__Reading text__
_ _ _ _ _
After digging out the north side, contractors dropped in a giant, one-piece precast concrete culvert liner, and repaved the road. By mid-August, workers had similarly excavated the south side, making it ready for the second ready-made culvert segment to be lowered into place.

“Right now, we’re getting close to wrapping up the second of two phases of this project,” said U.S. Army Corps of Engineers’ Restoration Project Manager James Adams.

Their partnership began when the City of Portland identified problems with fish passage in Crystal Springs Creek and began a plan for ecosystem restoration,” Adams reminded. “The City of Portland initiated a project with the U.S. Army Corps of Engineers by submitting a request letter to the Corps, requesting the use of one of its authorities – that is for ecosystem restoration,” Adams explained.

“Specifically, the one for this program is ‘Section 206 of the Continuing Authorities Program’, originally authorized in 1996 by the United States Congress, to allow that Corps to work with local municipalities and other entities to do ecosystem restoration work.”

That federal authorization provides up to $5 million that the Corps was able to contribute to the project. “The two phases – the downstream work, and now, replacing this culvert and stream restoration in Westmoreland Park – utilizes essentially all of that $5 million.”

Adams’ evaluation of the project? “It’s going great. It’s taking a little bit longer that we would have liked, for a number of reasons; but based on feedback that we’ve gotten from local residents and others, everyone seems to be very, very happy with it.”

By the time you read this, the in-water work on this project should have been completed.
_ _ _ _ _
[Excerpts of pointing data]
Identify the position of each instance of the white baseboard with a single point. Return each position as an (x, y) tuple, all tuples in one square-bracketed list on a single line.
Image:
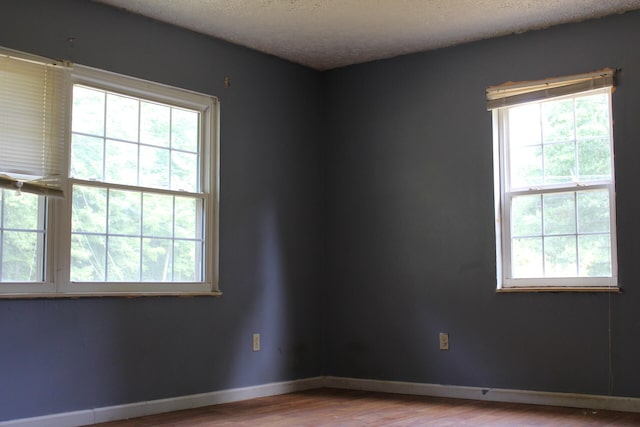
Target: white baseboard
[(570, 400), (140, 409)]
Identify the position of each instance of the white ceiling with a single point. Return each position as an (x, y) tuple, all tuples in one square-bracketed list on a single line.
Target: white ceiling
[(325, 34)]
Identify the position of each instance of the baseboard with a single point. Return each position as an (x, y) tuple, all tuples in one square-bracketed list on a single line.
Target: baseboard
[(570, 400), (140, 409)]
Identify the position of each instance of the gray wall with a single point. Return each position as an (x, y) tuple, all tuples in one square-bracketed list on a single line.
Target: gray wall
[(65, 355), (410, 222), (356, 224)]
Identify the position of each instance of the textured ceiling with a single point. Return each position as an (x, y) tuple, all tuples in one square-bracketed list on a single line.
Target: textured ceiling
[(325, 34)]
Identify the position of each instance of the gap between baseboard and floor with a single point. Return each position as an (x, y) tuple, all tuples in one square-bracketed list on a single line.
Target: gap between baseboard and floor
[(140, 409)]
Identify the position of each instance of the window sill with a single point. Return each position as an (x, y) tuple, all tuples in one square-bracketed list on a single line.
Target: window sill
[(540, 289), (129, 295)]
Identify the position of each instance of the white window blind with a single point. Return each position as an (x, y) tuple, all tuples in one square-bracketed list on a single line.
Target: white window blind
[(508, 94), (33, 103)]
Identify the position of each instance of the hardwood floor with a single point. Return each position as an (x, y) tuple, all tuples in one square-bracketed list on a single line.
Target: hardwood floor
[(332, 407)]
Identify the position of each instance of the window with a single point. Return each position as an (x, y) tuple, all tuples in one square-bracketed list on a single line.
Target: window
[(555, 210), (132, 208)]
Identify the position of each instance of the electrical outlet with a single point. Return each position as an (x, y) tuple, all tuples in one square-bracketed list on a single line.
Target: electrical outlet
[(444, 341)]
_ _ _ _ _
__Challenges__
1) List every government body named in the Crystal Springs Creek article.
2) Answer these questions from the Crystal Springs Creek article:
(a) In what year was Section 206 of the Continuing Authorities Program originally authorized?
(b) Up to what amount does that federal authorization provide?
(c) What is James Adams's title?
3) Write out the stretch of the Crystal Springs Creek article from "After digging out" through "lowered into place.".

__Solutions to each task__
1)
City of Portland
U.S. Army Corps of Engineers
United States Congress

2)
(a) 1996
(b) $5 million
(c) Restoration Project Manager, U.S. Army Corps of Engineers

3)
After digging out the north side, contractors dropped in a giant, one-piece precast concrete culvert liner, and repaved the road. By mid-August, workers had similarly excavated the south side, making it ready for the second ready-made culvert segment to be lowered into place.